[[ Source data, beginning ]]

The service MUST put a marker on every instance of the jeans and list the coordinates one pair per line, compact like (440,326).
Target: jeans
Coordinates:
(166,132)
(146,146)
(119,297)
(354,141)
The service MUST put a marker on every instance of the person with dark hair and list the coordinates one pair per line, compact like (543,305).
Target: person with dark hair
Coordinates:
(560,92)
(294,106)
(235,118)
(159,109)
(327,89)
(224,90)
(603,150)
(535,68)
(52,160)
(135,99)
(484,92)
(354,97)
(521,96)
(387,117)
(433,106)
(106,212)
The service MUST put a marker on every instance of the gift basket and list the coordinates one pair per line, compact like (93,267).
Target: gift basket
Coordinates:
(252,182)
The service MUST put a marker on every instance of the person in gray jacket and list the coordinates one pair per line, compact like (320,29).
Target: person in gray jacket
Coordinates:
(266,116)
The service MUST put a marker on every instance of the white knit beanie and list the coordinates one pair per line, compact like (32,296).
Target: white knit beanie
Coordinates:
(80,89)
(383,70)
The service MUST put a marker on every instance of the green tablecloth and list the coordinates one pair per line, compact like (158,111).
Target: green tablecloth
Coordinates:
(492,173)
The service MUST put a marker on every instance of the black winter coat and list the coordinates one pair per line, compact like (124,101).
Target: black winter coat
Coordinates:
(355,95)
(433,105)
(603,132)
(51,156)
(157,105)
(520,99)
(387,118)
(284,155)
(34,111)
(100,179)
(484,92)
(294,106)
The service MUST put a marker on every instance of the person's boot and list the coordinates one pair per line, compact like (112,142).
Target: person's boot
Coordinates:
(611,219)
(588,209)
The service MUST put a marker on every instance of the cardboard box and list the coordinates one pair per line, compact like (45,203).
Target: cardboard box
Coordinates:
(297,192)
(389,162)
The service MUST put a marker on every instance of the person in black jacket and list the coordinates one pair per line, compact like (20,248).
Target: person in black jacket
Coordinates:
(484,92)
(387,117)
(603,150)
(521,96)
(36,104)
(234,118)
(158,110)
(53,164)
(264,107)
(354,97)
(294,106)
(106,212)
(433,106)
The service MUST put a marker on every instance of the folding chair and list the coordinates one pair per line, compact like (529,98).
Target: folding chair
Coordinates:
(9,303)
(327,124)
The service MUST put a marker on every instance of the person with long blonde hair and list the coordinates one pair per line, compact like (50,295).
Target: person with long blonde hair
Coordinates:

[[ Source data, end ]]

Exercise details
Reproduce the data in full, exactly.

Solution to the exercise
The service MUST put a marker on every instance of the jeans and list the coordinates one pair per line, compact like (440,326).
Target: jeans
Coordinates:
(166,132)
(146,146)
(119,297)
(354,141)
The service MUST put a marker on every instance of the person with dark hair and list the coordinates one pair per line, compact like (543,305).
Target: person with dark hair
Coordinates:
(560,92)
(294,106)
(235,118)
(159,109)
(327,89)
(224,90)
(603,150)
(535,68)
(52,160)
(135,99)
(484,92)
(354,97)
(521,96)
(387,117)
(433,106)
(106,212)
The service MUST put a marker on every instance of the gift basket and list the coordinates one pair per line, compact like (93,267).
Target: gift basket
Coordinates:
(252,182)
The service MUST put a marker on every instance of the person in gray jacket and list the coordinates one pair per line, compact like (320,29).
Target: person in gray jacket
Coordinates:
(266,116)
The service MUST put a marker on every instance of the white knit beanie and list the coordinates one pair per line, compact like (32,296).
Target: white knit beanie
Coordinates:
(80,89)
(383,70)
The service MUST put a marker on every instance of the green tablecloth and list the coordinates one pair per line, compact like (158,111).
Target: green tablecloth
Coordinates:
(492,173)
The service MUST put a marker on every instance of the black winter coat and list the coordinates one pair per line, compact like (124,101).
Target: black winter coat
Coordinates:
(355,95)
(433,105)
(603,132)
(51,156)
(157,105)
(520,99)
(387,118)
(284,155)
(34,111)
(100,179)
(484,92)
(294,106)
The service MUST put a marker on every instance of the person's boot and list the coordinates one pair per line, compact like (112,142).
Target: person's boot
Coordinates:
(611,219)
(588,209)
The service MUST put a marker on every instance of the cardboard box and list the coordinates one pair per line, compact like (45,203).
Target: cardboard box
Coordinates:
(297,192)
(389,162)
The service MUST put a marker on every instance of the person in black jacket and list the coordinates one pair per line, compact like (20,248).
Target: person in black jacket
Coordinates:
(484,92)
(387,117)
(603,150)
(521,96)
(36,104)
(234,118)
(158,110)
(53,164)
(264,107)
(354,97)
(294,106)
(106,212)
(433,106)
The service MUST put a marker on every instance of the folding chair and list the coordinates one pair per line, compact like (529,98).
Target: folding chair
Coordinates:
(9,303)
(327,124)
The service MUST put a marker on every instance of the person with long blonde hair and list the coordinates one pair per line, compact like (50,295).
Target: person with long blonde hair
Coordinates:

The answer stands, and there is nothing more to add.